Task item: Would you please give every entry again exactly, without the pictures?

Given entries:
-----

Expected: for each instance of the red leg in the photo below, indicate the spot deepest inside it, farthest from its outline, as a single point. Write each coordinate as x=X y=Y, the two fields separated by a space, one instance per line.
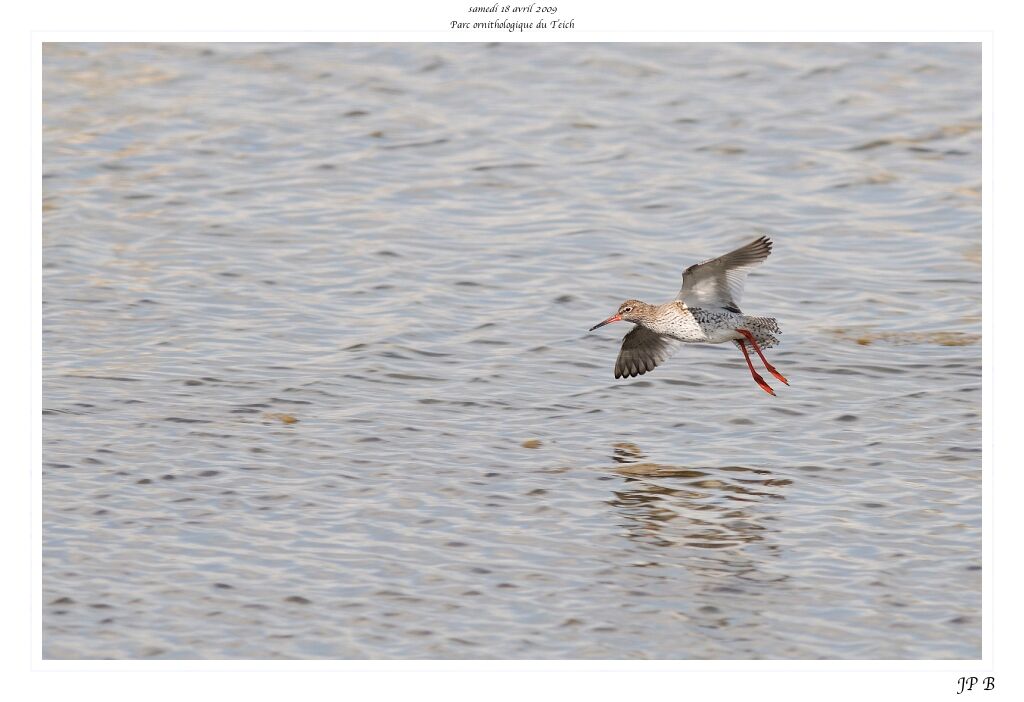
x=757 y=379
x=771 y=368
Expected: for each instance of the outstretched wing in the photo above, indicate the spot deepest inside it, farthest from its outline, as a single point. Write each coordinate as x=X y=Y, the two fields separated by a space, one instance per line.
x=719 y=281
x=642 y=351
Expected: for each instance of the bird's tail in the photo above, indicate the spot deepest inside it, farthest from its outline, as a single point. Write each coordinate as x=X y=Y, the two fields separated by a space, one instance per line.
x=764 y=330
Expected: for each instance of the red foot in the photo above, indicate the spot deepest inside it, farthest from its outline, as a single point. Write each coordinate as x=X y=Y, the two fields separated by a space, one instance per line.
x=769 y=366
x=757 y=379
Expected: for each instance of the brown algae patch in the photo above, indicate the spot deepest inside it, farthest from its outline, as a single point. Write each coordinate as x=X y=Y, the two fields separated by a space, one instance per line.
x=868 y=337
x=280 y=417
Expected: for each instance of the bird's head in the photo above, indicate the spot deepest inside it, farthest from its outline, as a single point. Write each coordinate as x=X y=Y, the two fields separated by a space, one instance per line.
x=631 y=310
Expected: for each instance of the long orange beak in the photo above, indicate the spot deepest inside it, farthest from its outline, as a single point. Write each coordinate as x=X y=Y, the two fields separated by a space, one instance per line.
x=610 y=319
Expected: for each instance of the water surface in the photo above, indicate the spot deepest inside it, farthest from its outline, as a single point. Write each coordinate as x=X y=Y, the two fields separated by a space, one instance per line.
x=317 y=382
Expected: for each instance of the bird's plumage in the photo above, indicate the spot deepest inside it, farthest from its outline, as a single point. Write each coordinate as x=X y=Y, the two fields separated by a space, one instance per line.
x=718 y=282
x=706 y=311
x=642 y=350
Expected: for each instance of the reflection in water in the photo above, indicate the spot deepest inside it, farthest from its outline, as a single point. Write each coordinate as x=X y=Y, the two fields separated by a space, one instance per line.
x=702 y=508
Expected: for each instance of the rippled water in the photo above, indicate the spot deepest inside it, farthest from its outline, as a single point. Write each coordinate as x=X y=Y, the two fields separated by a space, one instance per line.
x=317 y=381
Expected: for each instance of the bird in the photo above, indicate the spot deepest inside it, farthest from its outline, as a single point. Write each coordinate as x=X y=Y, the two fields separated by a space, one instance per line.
x=706 y=311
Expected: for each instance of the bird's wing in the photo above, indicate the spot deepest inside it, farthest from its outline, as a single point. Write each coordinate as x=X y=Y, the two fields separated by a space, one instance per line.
x=642 y=350
x=719 y=281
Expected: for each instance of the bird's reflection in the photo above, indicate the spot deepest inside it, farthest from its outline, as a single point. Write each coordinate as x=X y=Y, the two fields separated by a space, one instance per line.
x=697 y=507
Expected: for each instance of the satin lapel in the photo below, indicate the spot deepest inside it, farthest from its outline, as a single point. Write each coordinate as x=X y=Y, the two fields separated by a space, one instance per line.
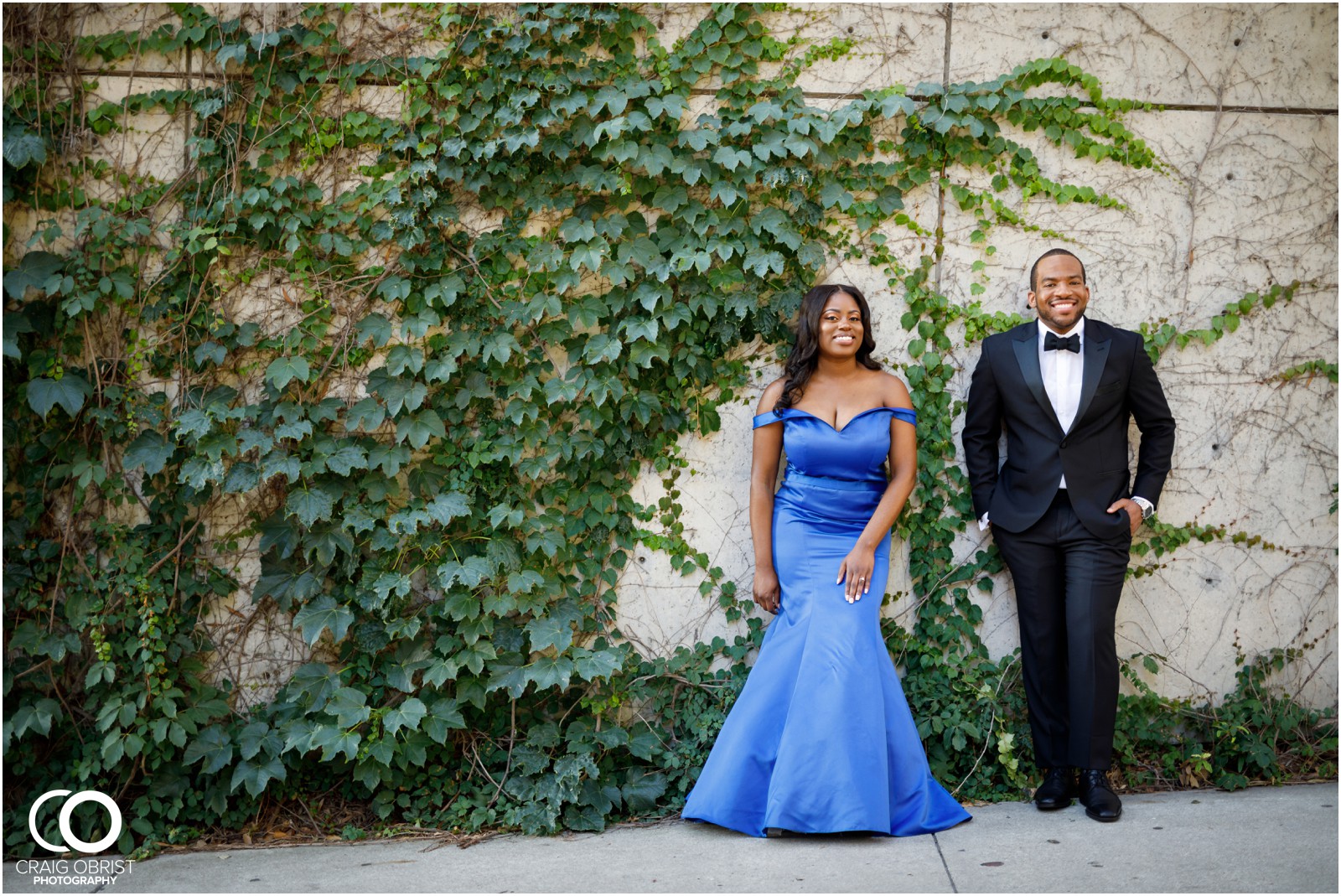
x=1096 y=355
x=1026 y=353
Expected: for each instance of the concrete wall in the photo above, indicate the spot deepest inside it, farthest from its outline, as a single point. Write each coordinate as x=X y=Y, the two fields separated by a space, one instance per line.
x=1249 y=133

-----

Answer to this problem:
Expected: for each instance of the red leg in the photo below, indicate the spot deepest inside it, farthest from its outline, as a single point. Write each coordinate as x=X y=Y, the two fields separated by a space, one instance per line.
x=757 y=379
x=771 y=368
Expected: for each instance of the outstretched wing in the photo above, indicate the spot deepest inside it, farthest from its outline, as a single point. Write each coordinate as x=X y=Y, the two fields separated by a space, one instance per line.
x=719 y=281
x=642 y=351
Expected: for each instance of the bird's tail in the photo above, indicate the spot deepest inside it, farthest from its outline, as a single point. Write each coordinate as x=X y=Y, the two fields separated by a space, one instance per line.
x=764 y=330
Expected: for each instance of the red foot in the photo above, indicate the spot deepest inside it, farthest from its outline, as a single point. Write each coordinate as x=X y=Y, the two fields separated by a space, one instance per line.
x=769 y=366
x=757 y=379
Expected: for each instance of the brown algae patch in the photo above, indicate the spot deepest inside it, farthest from its outline, as a single point. Write each coordinate as x=X y=Y, the two fields separated by a space, one instance per line.
x=868 y=337
x=280 y=417
Expected: for each instance of the bird's head in the photo above, indicate the spot deepest inside it, farthest from its outline, as a single point. Write each coordinate as x=X y=Y, the two fields separated by a space, one instance per line.
x=631 y=310
Expected: for each instance of the long orange beak in the photo above, indicate the spot deepest inside it, farthest from its outline, as a single point. Write each coordinate as x=X y=Y, the two fields separated by a space, one instance per line.
x=610 y=319
Expected: for each instance of the water surface in the photo above, indicate the spot deepest inside it, farthest from its outline, as a single point. Write each coordinate as x=X y=Y, the two fields separated by a space, one instance per line.
x=317 y=382
Expected: for each instance of the bird's plumage in the photo above, indicate the spot deepest inside it, farthest from its outline, as a single point. Write each coordinate as x=X y=Y, the two fields separated by a space, one instance per line.
x=718 y=282
x=706 y=311
x=642 y=350
Expected: for each instance of the reflection in water in the photo above, indicate the spot deepest inside it, farthest from its outline, as a single point. Write each coordinate as x=X y=Y, the two fields separated by a space, one instance per line.
x=702 y=508
Expected: for each instance of the rippled water in the photo above, indicate the spot deepest inside it, farthest from its outline, as a single point. Write each coordinate as x=X y=Y, the two fields separated by a space, one instance per line.
x=317 y=381
Expected: for each instance of the bird in the photo above, indicate the spot deepest inside it, farthest from its outline, as a single point. Write each coordinate as x=X y=Y, the two fields separated by a space, one instance per line.
x=706 y=311
Expected: for each instance of the bird's wing in the photo above, indicate the spot deepest inside it, farthest from its outline, as a single point. Write each coordinate as x=X y=Y, the two fields separated by a space, one instance per line.
x=642 y=350
x=719 y=281
Expected: for each instance of the bird's reflection in the photo above, indicate the spot deepest inside it, farthest from its outline, as a single point. Write each coordinate as x=X y=Y, the two fields separated by a space, one instance per line.
x=697 y=507
Expected: for each instance of the satin lapel in the photo below, indicate the spot deepest inside it, farthest from its outline, as a single point. Write each coordinate as x=X y=Y, the two fields separated by a space, one instance per line.
x=1096 y=355
x=1026 y=353
Expected: for each instance of the concrete wall in the photo above, indicate the spot deepest inside it, farthest from its outline, as a single point. Write each coordinate as x=X y=Y, the two fields separated by a space, one instance per line.
x=1249 y=133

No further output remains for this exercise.